WHAT TO DO
Report every line in the records below that contains the string "form", copying each such line in full.
--- begin RECORDED DATA ---
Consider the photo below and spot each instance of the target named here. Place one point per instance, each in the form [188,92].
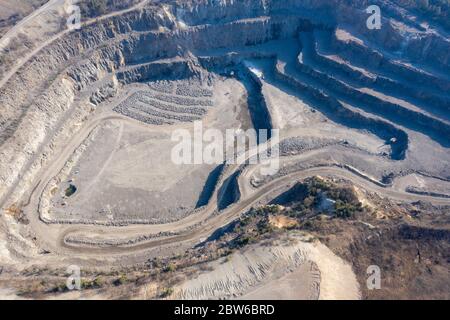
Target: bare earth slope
[87,116]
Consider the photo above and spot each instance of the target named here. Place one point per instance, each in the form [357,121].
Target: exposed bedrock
[86,67]
[336,111]
[373,60]
[422,96]
[435,128]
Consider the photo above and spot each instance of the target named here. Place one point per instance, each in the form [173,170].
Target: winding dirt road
[190,230]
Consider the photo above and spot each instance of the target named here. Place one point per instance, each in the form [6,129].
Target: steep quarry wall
[161,41]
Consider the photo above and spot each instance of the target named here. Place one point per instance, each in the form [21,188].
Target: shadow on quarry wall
[210,186]
[229,192]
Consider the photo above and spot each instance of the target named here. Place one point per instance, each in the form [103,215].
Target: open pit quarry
[87,118]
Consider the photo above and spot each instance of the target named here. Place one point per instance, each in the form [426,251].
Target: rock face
[55,89]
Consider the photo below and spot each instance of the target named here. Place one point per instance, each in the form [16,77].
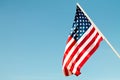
--- end RECORDED DATA ---
TASK SOLUTION
Consider the photo below and spot each instance of the target named here. Place one point per instance, each in the form [188,92].
Consider the photo above and spot each instance of the target named here. Place one point per instance, each in the form [357,121].
Consider the photo above and spot each instance of the target named here. Place one point per instance, each in the form [173,170].
Consider the photo above and spot each instance of the target named here. Place one point per instance, each in the form [6,129].
Consider the photo above and spot each instance of the target named here. Place one point per instance, each in the form [21,188].
Consider the photo above and spot each instance of the target named here. Place one point per instance, each in the form [103,215].
Consider the photo above and spot each instance of the target named here. Place one point per instance, each in the form [426,251].
Consider the photo below and spot each instance of the target named here. Place one point per instance, each in the form [16,77].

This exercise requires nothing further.